**What you are asked to do**: Find each line in the material below that contains the string "frog", and copy those lines.

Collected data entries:
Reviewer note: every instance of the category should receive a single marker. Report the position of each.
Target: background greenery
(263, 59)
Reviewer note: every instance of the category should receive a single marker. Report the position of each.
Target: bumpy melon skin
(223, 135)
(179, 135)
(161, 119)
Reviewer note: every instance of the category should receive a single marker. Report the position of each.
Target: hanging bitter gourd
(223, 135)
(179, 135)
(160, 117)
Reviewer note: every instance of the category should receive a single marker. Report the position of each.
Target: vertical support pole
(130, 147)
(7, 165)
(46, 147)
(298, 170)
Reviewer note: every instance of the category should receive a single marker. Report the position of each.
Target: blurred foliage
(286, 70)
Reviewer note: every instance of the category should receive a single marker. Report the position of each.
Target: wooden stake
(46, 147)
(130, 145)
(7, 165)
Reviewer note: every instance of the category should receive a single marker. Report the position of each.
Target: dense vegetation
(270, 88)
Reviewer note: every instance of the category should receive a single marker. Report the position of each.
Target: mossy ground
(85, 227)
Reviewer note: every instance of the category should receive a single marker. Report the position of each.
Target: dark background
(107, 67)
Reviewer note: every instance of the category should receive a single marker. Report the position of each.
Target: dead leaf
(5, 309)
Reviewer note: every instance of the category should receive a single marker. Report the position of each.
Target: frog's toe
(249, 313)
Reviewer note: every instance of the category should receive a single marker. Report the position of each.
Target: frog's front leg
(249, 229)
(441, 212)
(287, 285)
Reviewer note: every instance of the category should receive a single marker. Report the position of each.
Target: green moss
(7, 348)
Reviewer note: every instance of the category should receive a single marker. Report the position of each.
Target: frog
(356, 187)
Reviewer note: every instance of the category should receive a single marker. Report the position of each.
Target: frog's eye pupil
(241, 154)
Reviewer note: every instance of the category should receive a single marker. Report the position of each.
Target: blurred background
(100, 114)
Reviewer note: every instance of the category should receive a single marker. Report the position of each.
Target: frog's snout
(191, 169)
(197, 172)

**Exercise result**:
Target: frog's toe
Target: frog's front leg
Target: frog
Target: frog's eye pupil
Target: frog's snout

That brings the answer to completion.